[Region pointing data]
━━━━━━━━━━━━━━━━━━━━━━━━━━━━━━

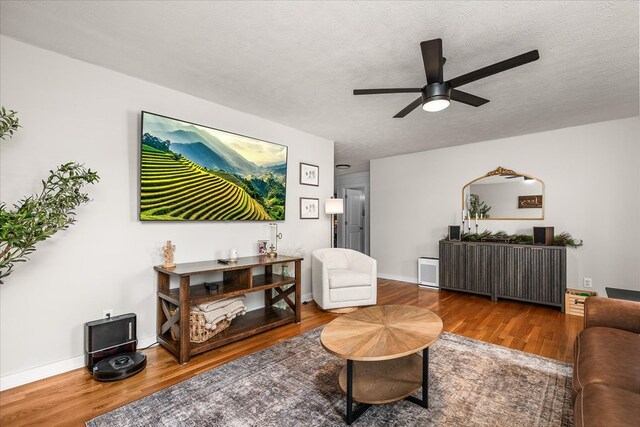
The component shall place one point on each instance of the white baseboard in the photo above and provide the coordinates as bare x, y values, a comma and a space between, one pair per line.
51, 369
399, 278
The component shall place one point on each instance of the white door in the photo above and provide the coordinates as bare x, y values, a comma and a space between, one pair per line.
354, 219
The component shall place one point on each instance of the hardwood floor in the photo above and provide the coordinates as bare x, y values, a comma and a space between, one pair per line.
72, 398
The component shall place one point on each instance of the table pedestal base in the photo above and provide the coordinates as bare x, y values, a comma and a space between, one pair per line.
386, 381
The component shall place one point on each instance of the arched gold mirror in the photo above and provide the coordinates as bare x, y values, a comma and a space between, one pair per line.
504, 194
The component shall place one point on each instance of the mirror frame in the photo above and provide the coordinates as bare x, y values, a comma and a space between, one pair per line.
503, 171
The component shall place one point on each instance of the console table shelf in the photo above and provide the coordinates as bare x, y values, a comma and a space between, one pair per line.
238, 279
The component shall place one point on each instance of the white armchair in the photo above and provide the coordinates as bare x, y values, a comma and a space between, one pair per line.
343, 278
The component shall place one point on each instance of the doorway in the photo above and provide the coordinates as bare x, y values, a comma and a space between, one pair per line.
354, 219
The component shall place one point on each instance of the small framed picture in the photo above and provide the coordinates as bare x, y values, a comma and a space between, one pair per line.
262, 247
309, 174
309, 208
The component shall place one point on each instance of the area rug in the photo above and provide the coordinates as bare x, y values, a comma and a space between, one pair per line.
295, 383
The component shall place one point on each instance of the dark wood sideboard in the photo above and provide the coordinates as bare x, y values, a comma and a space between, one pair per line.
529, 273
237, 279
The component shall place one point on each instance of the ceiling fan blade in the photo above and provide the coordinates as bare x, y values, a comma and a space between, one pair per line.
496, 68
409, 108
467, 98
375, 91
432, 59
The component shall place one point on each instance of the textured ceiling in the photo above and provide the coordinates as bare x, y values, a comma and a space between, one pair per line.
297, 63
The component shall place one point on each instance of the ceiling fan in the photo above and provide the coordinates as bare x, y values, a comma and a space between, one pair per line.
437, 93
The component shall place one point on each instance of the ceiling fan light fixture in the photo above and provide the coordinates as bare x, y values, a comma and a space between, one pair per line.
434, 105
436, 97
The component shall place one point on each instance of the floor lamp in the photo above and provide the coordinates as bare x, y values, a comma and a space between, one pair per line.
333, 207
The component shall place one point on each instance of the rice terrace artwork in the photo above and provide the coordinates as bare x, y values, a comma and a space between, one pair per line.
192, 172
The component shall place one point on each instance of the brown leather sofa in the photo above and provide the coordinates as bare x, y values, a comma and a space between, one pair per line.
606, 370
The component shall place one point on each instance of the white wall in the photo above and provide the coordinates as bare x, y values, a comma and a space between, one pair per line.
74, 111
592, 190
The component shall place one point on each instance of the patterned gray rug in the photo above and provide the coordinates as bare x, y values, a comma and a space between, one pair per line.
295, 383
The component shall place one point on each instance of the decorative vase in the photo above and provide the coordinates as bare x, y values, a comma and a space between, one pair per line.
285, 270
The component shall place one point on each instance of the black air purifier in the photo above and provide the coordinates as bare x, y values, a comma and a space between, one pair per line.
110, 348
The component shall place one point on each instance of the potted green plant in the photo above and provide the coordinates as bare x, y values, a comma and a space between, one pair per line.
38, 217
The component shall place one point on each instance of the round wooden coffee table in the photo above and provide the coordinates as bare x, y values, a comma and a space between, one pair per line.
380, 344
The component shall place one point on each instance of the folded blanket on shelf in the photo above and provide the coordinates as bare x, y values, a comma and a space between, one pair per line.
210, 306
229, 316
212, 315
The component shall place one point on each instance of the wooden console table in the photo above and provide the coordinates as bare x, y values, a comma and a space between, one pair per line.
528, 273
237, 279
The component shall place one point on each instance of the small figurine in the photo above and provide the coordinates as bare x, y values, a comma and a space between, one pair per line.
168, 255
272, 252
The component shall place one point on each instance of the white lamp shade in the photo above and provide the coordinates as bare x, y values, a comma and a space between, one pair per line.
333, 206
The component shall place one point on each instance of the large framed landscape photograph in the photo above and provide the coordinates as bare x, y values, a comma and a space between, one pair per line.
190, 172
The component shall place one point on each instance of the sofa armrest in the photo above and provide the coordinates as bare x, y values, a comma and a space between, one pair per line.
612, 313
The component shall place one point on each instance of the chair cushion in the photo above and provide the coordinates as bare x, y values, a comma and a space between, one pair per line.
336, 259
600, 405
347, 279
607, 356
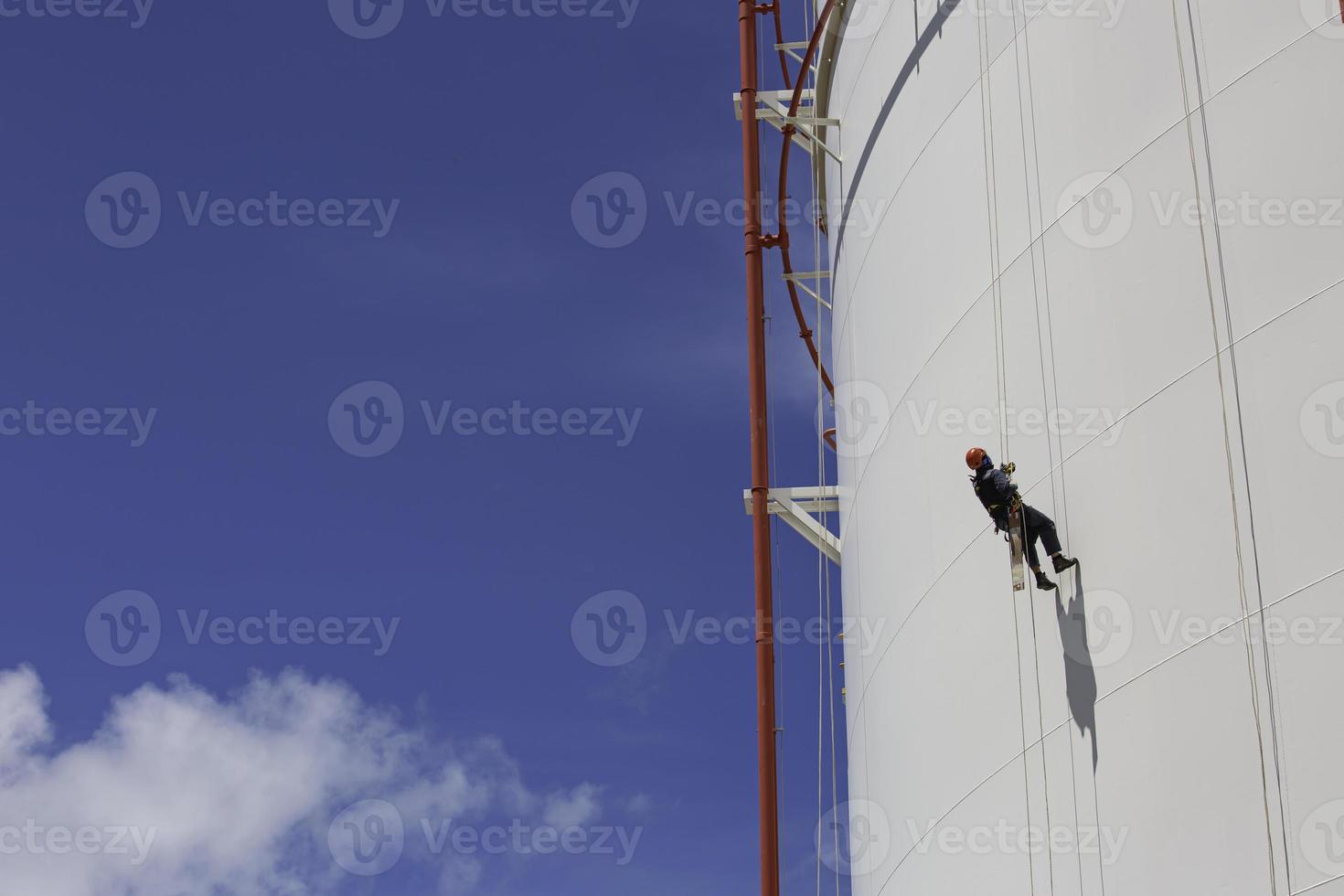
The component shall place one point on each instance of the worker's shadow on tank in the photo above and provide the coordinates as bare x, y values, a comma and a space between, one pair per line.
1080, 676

━━━━━━━━━━━━━━━━━━━━━━━━━━━━━━

#### EXERCISE GOAL
Reproduce every line above exactly, pictures excluded.

#### COMPLETED EXERCISE
The component shall place one point on each instance of the white baseboard in the photo above and provide the coordinates as bare x, y values, a comma and a space between, one pair per line.
51, 369
399, 278
The component shall place one point on each instance of the white door in the photo above and provide the coordinates as bare x, y values, a comma and a space between, one pair per line.
354, 219
The component shall place one point on each instance of the hardwood floor in the photo above and provide the coordinates as bare x, y values, a comma and a space between, one pair per line.
72, 398
The component shall place one point on each instance of the table pedestal base in the photo above and provide the coordinates as bare x, y values, a comma and a space between, one pair per line.
386, 381
The component shall place one point on each instance of the arched gold mirror in the photo above and provide the coordinates as bare x, y values, a comma and a space between, one pair per line.
504, 194
The component shall place one point on each instance of the mirror frame in the photo above and provide the coordinates as bare x, y values, a comma and a space between, one pair per line.
503, 171
The component shall place one point on each instance of the console table shelf in the photo above and provide the coordinates as bare x, y values, a comma and a space between, one pair per line.
238, 279
The component shall place one point on each instance of the white armchair in the photo above and provide the coordinates as bare x, y values, a comma and a space between, one pair per line.
343, 278
The component shall place one point on each instance of the doorway in the photo above and provide the coordinates as bare x, y values, a comma and a space between, one pair per line.
354, 219
The component shall place one point on each instance of the small framed picture in the photo above and provide the coordinates as bare x, y values, a comma and a space between, one pair per line.
262, 247
309, 174
309, 208
The component shall place one point on each instance of the area rug in the photo above and provide the coordinates as bare x, y values, a comma and a space between, one pair per line.
295, 383
The component shall place one point on each instance of the dark wood sideboard in the photo above and provide the coordinates as bare x, y values, a comma and a space between, one pair per line.
529, 273
237, 279
The component shall place one point on each instance of the ceiling fan blade in the photo above and provide the coordinates as bare x, y values, a comma and a space between, one pair per line.
496, 68
409, 108
467, 98
375, 91
432, 59
The component shall place one point on each instance of the textured ceiling in the photo above and provide the coordinates as bare x, y values, a comma and a space between, one pair per line.
297, 63
The component shall place one point on each instance of the ceiling fan in the photo above and provide the coordinates as bare x, y values, a comma and a space between, one pair per line.
437, 93
The component shall place one point on each instance of the ceiling fan light fixture in the photo above and provide the coordinates as bare x, y values, a comma and a space between, one pair per line.
434, 105
436, 97
The component shall place one point on each instance of the floor lamp in the photo above and provide the coordinates as bare x, y values, a comma and a space between, one pair per line.
333, 207
The component shall place one point on each instance of the rice terrace artwork in the photo above and provide the coordinates as bare x, y values, a comma and a space between, one pair per line.
192, 172
The component shall place one point on each instance of the brown leather sofa in the photo above and provide the coordinates as bare x, y values, a comma and a space between, one pair per line.
606, 370
The component shall place one point on each instance of the white wall in the photo above and provide the coordinates as bare x, y values, a comma and a space between, one pair per line.
74, 111
592, 190
The component shall place one point on each instance of the patterned gray rug in the photo above and provide the coordinates as bare x, y values, a comma and a space between, one pair per line.
295, 383
The component shall place one point on each instance of the decorative vase in the photo above and provide the coordinates as bare x, y values, a comma and a space between, one pair per line.
285, 270
The component shall place one point on each instance of the black air purifier in the photo above and provide the coordinates as bare x, y values, a comma and a space between, one pair per line.
110, 348
The component shall place one point on each instance of the potted green plant in the photo above and provide the coordinates as bare x, y values, a comma and a space between, one pair per line.
38, 217
The component shall place one point on each instance of the round wooden coffee table in the photo above and provide the coordinates as bare x, y values, a comma and a space between, one pair per line.
380, 344
The component shall place one point on each instance of the folded blanket on shelf in the photo above and provide the coordinates as bare x, y values, a comma and a space between, one pair per line.
210, 306
229, 316
212, 315
The component shall place one point on each instance of the wooden console table in the photo above and provide the coordinates as bare x, y values, a comma and a space between, one pair per line.
528, 273
237, 279
The component shall place one point on each instance of the small figurine in the photo above and provide the coordinates as bare x, y values, a comma and a space between, one pair per line.
168, 255
272, 252
The component shall place one point on each instance of the white lamp shade in the photo above and provide the coordinates as bare x, y values, a comma and a space between, one pair per line.
333, 206
The component shall place one point on each instance of the large framed landscape photograph in the photo above and provide the coordinates as bare x, y values, a comma and a space between, one pair per line.
190, 172
The component shall place one point on each instance of the sofa armrest in the photo above and provide the coordinates as bare x, y values, a comma and a space between, one pair per line.
612, 313
The component shall place one point on each instance of the chair cushion in the photo above and provide the coordinates as bare x, y values, a comma and a space between, one pair per line.
336, 259
600, 405
347, 279
607, 356
The component shall place one point on each instance of the worker's shadow on tank in the photo above and provide the coordinates as bare x, y values, a comma and a space between, one pair per line.
1080, 676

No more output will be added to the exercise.